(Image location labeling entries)
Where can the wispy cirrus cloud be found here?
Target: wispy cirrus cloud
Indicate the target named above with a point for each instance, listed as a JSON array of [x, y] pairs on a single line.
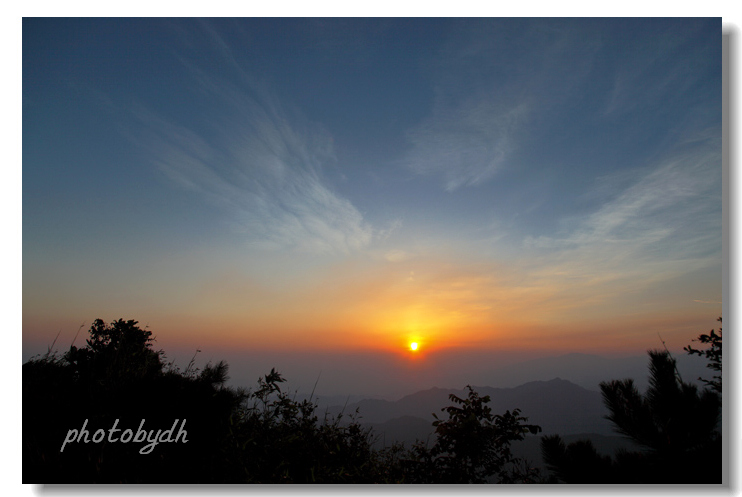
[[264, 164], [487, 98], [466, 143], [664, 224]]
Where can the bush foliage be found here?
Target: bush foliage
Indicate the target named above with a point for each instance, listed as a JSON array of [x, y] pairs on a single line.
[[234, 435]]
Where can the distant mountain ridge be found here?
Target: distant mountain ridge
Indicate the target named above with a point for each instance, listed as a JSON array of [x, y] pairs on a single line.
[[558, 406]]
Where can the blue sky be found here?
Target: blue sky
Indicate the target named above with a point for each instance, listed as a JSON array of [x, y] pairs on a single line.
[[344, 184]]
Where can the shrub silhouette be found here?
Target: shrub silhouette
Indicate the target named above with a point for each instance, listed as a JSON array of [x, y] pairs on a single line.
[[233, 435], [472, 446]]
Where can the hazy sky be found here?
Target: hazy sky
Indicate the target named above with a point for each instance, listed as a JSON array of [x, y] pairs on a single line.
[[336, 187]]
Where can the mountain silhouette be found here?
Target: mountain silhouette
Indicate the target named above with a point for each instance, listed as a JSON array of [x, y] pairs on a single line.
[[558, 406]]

**STATED GOAL:**
Lay out every line of the listing as a Markdown table with the columns "Row" and "Line", skipping blank lines. Leave the pictures out.

**SOLVED PROBLEM:**
| Row | Line |
|---|---|
| 1 | Where can the wispy cirrus cloud be found here? |
| 2 | Target: wispy cirrus cloud |
| 3 | Indicate the target named above with a point for each instance, listed as a JSON array of [x, y] pairs on a single line. |
| 4 | [[264, 164], [487, 98], [466, 143], [664, 224]] |
| 5 | Where can the bush foliage be found here? |
| 6 | Target: bush foliage |
| 7 | Indicate the target named above with a point for each instance, listed as a JSON array of [x, y] pairs on a single line. |
| 8 | [[234, 435]] |
| 9 | Where can the distant mountain ridge be found here? |
| 10 | Target: distant mountain ridge |
| 11 | Indicate the target named above with a point for each instance, listed as a JSON array of [x, y] pairs on a single line. |
| 12 | [[558, 406]] |
| 13 | Where can the blue sky be found here? |
| 14 | Target: blue sky |
| 15 | Indicate the target named above with a point for each instance, listed as a JSON array of [x, y] pairs on a single line. |
| 16 | [[344, 184]] |
| 17 | Where can the shrub silhouette be found here? |
| 18 | Target: shrub silhouette |
| 19 | Indicate the target named above with a point for each instance, listed as a JSON array of [x, y] pairs on a single line. |
| 20 | [[233, 435], [472, 446]] |
| 21 | Where can the hazy sky be found here? |
| 22 | Target: hazy sky |
| 23 | Indicate the target named above with a point for each instance, listed as a JSON array of [x, y] pairs on a single line. |
| 24 | [[336, 187]] |
| 25 | Where can the mountain silhouette be found here? |
| 26 | Target: mountain silhouette |
| 27 | Indicate the target named above with a point for each instance, listed as a JSON array of [x, y] pairs on a single line. |
| 28 | [[558, 406]] |